### Problem details
Proceed with the article on the Providence sewer overflow tunnel, starting right after its last sentence.

Digging Deep for a Cleaner Rhode Island
At 252 feet below the surface of Providence, the "most important
construction project you'll never see" will eventually mean a lot less
sewage in Narragansett Bay.
06/15/2003
BY PETER B. LORD
Journal Environment Writer
PROVIDENCE -- To get to the job site of Rhode Island's most expensive
public-works project, workers climb into a yellow steel cage slightly
larger than a telephone booth and hold on as a crane swings them over
and lowers them into a 50-foot-wide hole, so deep the sun doesn't reach
the bottom.
The cage descends quickly. At 160 feet, concrete walls give way to wet
rock walls. From machinery in the darkness below rises a metallic roar
that forces the workers to squeeze yellow plugs into their ears.
At 252 feet below ground level, the cage hits bottom -- a dark, wet
place, eerie with floodlights illuminating pools of water and glistening
rock.
Pumps force air down in such prodigious quantities that wind gusts
churn, dripping water into a swirling mist. Water pumps and a
rock-drilling machine, called a "two boom drill jumbo," blast so loudly
that if you pull out your earplug to listen to a question, your eardrums
hurt.
It is here, a block from the Narragansett Bay Commission's Fields Point
Wastewater Treatment Facility off Allens Avenue, that sandhogs and
engineers drilling Rhode Island's massive combined sewer overflow tunnel
literally turned the corner recently.
They finished drilling down into bedrock and are now beginning a 3-mile
horizontal tunnel heading north, which will eventually run under
downtown Providence to The Foundry near Providence Place mall.
The Bay Commission now spends $1 million a week on this vast hole in the
ground.
The commission has invited the state's congressional delegation,
Governor Carcieri, and numerous local officials to the work site
tomorrow at 2 p.m. It plans to show them what's going on and to
inaugurate the massive, 690-ton tunnel boring machine that will do most
of the heavy drilling.
Another goal is to make another pitch for more federal money to help pay
for the project.
The U.S. Environmental Protection Agency, in the 1980s, ordered the
state to fix the metropolitan area sewer overflows that close shellfish
beds and pollute Narragansett Bay each time it rains.
The project's first phase -- including this tunnel to collect overflows
-- is expected to cost $314 million.

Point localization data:
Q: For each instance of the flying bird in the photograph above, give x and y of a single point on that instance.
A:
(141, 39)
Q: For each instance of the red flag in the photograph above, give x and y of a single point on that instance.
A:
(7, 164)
==
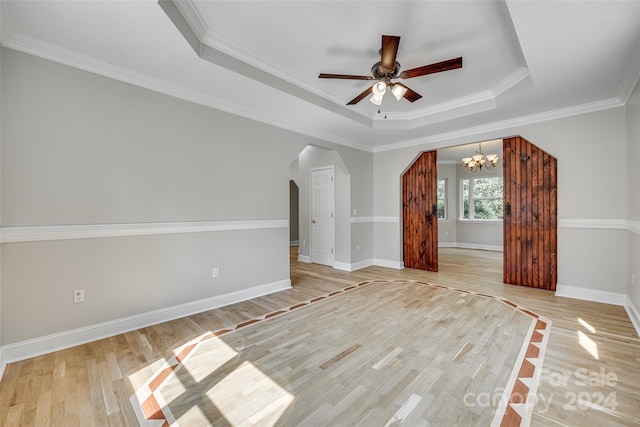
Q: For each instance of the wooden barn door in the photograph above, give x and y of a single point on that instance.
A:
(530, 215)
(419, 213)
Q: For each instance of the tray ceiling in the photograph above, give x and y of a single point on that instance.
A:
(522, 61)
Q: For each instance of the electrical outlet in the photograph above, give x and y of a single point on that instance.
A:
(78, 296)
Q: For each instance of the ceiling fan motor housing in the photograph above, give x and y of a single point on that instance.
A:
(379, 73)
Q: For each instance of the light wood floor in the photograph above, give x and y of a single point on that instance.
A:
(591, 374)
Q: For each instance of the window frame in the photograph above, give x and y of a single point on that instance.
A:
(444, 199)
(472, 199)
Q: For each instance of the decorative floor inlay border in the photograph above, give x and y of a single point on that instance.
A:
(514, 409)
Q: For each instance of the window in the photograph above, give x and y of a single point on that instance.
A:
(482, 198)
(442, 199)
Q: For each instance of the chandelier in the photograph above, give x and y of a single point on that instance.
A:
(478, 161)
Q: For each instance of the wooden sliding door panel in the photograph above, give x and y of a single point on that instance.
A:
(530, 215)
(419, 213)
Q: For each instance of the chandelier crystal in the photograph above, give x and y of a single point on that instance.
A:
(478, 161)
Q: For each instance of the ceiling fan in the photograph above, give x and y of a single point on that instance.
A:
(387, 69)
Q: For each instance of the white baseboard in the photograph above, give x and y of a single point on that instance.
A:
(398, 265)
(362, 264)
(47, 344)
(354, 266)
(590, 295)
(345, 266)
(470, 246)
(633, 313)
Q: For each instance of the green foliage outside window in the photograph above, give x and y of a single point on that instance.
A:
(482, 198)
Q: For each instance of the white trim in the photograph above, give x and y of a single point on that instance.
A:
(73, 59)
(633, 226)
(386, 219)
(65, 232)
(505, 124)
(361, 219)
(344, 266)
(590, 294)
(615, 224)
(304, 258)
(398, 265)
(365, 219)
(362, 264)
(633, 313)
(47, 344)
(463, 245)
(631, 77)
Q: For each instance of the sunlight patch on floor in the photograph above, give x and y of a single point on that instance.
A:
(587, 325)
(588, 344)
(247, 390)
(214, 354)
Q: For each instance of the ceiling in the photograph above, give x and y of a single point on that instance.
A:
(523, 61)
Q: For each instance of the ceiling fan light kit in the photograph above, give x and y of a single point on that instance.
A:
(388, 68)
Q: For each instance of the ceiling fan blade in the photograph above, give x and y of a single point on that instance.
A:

### Expected output
But so far, the federal government has contributed only $6.5 million.
PAUL PINAULT, the Bay Commission's executive director, has made numerous
trips to Washington to lobby for more money.
"Our water and sewer infrastructure, like our highways and airports,
provide benefits that go beyond local boundaries. But unlike highways
and airports, clean water has no dedicated federal source of funding,"
Pinault said recently.
"Thirty years ago, the federal government funded 75 percent of the costs
to maintain necessary clean water infrastructure; now, it provides less
than 5 percent, leaving 95 percent to the local communities. The result
is a funding gap that has been estimated at $46 billion per year
[nationally] for necessary and mandated water and wastewater
infrastructure."
Locally, the gap is closed with some help from the state, which has
chipped in $26 million in general obligation bonds and $57 million from
the state Clean Water Finance Agency. But neither is enough. The Bay
Commission plans to borrow heavily and pay off the debt by increasing
sewer rates it charges to 360,000 customers in nine communities.
The communities are Providence, Johnston, Central Falls, North
Providence, Pawtucket, Cumberland, Lincoln and portions of Cranston and
Smithfield.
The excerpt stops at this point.